Problem requirements
Convert the lines running from the line containing "Expected: one pin per instance of the standing" through the end of the rows into a numbered list, omitting any blank lines.

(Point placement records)
** Start **
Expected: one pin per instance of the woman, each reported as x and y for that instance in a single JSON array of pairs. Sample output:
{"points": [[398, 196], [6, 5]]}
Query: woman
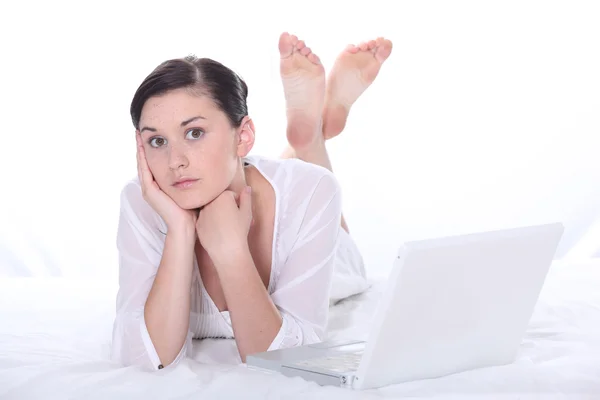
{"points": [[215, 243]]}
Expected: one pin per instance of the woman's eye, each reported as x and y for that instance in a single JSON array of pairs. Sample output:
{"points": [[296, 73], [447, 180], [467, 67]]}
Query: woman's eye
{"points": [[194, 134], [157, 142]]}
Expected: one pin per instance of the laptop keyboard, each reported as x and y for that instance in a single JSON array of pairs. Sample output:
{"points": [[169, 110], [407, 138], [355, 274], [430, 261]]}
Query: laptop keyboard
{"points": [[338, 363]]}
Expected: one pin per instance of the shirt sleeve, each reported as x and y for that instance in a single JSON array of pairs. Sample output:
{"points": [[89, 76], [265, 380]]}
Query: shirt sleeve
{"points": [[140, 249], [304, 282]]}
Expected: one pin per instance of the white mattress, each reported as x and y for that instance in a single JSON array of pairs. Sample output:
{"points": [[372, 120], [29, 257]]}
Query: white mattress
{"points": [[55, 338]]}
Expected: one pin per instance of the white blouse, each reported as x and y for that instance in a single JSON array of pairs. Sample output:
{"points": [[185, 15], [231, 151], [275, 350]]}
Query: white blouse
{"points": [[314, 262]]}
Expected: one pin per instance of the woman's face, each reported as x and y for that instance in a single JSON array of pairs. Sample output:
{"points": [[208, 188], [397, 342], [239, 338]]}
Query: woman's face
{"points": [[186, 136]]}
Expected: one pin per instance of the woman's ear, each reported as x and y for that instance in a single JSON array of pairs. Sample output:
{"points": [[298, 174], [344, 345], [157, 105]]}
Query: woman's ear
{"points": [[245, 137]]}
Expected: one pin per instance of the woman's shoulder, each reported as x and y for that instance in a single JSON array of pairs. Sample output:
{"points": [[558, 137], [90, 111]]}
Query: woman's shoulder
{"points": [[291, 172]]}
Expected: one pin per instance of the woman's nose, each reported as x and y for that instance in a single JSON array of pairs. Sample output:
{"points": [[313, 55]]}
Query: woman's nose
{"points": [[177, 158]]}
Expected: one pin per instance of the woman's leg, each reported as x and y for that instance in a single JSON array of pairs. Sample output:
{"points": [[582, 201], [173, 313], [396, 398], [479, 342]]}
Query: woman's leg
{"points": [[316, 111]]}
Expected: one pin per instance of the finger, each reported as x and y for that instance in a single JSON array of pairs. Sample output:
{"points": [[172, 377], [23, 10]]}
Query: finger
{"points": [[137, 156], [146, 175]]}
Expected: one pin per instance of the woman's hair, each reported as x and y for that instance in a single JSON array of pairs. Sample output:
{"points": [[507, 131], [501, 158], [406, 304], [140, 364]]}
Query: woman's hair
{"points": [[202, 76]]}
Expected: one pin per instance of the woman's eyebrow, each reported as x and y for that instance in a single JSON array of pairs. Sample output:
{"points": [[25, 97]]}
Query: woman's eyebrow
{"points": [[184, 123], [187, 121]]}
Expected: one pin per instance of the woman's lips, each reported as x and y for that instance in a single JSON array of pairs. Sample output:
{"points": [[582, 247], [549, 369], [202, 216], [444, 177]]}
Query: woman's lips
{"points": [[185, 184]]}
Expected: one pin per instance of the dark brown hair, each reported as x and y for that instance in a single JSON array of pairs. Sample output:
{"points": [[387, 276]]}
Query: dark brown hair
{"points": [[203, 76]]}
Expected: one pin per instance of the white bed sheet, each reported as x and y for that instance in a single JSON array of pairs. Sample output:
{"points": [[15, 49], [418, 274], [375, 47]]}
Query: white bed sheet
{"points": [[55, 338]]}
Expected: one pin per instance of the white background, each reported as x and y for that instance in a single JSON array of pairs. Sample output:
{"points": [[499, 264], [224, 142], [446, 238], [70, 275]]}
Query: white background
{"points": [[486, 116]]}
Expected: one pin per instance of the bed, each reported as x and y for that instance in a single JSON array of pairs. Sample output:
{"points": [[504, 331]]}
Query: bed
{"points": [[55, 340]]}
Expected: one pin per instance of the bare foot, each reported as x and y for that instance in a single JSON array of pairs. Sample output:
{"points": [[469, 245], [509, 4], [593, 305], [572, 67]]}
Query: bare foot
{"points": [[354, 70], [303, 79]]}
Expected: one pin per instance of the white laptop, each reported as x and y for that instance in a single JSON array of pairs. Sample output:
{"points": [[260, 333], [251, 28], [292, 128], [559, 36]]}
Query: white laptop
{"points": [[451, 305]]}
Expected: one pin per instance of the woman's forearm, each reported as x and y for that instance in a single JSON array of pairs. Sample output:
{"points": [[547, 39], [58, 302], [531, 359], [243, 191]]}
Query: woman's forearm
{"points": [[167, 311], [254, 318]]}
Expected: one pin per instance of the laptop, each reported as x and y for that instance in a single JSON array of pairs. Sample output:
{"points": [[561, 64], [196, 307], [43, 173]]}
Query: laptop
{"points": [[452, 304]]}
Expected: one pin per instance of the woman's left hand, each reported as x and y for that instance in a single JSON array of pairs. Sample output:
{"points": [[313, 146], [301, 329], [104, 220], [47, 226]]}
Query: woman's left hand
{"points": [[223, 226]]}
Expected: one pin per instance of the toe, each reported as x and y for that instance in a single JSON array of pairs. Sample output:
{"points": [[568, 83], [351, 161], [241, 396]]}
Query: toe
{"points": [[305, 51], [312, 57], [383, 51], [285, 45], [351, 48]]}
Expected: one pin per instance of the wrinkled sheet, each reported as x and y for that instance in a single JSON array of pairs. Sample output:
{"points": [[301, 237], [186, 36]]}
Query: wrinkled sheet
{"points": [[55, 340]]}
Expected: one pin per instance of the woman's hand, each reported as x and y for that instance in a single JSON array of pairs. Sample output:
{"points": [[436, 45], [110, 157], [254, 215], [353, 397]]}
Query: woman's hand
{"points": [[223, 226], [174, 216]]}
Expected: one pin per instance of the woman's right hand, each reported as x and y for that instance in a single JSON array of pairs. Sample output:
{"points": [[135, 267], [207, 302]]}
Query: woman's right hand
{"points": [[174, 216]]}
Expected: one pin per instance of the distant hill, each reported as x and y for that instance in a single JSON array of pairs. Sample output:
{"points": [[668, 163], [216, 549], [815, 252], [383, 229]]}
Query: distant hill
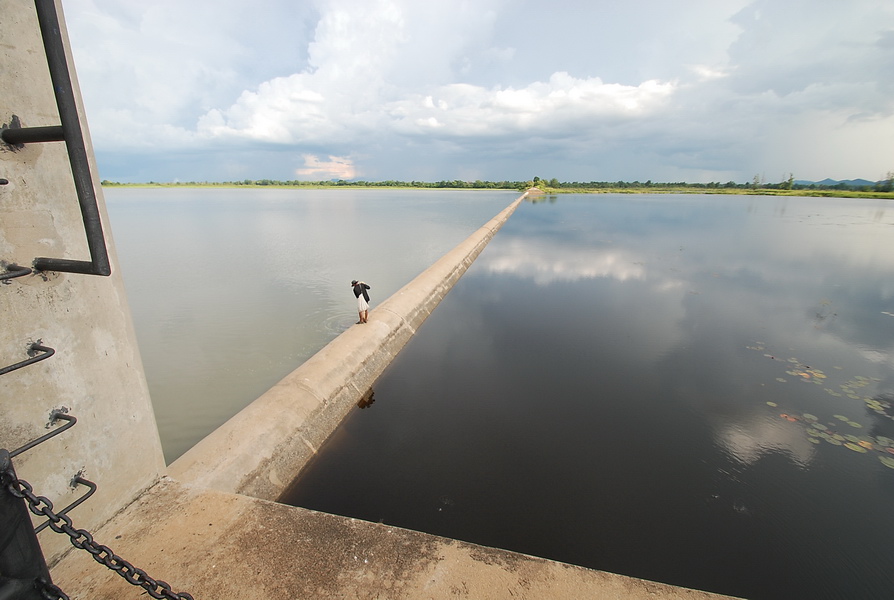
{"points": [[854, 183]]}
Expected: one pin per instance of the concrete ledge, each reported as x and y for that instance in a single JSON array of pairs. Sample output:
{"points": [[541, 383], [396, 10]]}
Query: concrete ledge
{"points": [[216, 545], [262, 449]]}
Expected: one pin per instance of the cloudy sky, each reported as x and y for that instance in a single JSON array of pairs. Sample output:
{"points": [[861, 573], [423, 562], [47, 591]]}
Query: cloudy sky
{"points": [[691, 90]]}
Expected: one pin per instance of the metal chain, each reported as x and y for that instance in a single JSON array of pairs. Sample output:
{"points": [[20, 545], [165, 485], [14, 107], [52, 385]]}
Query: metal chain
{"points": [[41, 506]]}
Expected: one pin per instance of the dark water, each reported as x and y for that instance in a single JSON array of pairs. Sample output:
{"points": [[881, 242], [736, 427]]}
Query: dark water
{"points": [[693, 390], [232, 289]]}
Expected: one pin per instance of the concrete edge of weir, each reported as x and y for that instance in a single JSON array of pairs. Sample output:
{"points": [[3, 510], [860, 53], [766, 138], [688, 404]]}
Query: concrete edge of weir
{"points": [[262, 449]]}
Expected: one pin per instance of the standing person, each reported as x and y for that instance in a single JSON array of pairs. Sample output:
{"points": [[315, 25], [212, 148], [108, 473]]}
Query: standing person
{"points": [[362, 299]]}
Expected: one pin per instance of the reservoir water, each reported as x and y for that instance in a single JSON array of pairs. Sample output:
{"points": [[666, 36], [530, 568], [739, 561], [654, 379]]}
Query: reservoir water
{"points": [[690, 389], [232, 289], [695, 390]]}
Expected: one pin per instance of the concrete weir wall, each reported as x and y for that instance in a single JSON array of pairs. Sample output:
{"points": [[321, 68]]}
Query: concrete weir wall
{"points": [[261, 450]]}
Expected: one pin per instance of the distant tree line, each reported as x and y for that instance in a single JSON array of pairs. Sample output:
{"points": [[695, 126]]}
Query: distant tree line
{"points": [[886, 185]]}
** End **
Solution
1. Expected: one pin per instance of the standing person, each reported as x and y for that instance in a single JSON array of pairs. Sample output:
2. {"points": [[315, 25], [212, 148], [108, 473]]}
3. Query: standing person
4. {"points": [[362, 299]]}
5. Expected: one pin per instance of the reservoir water, each reported as x and y for that instance in a single JSON array of pairs. Sample output:
6. {"points": [[666, 36], [530, 568], [739, 561], [654, 379]]}
7. Query: reservoir water
8. {"points": [[690, 389], [232, 289], [695, 390]]}
9. Expected: one pin per instance of the concrete weir wall, each reported as x and y for that instance in a single JSON array of pairs. Sample output:
10. {"points": [[321, 68]]}
11. Query: concrete weir wall
12. {"points": [[261, 450]]}
13. Expected: one pin per instance of the distant tree line, each reported as x and y for that instance in a single JSON array of pairs. Sample output:
14. {"points": [[695, 126]]}
15. Query: distant tree line
16. {"points": [[886, 185]]}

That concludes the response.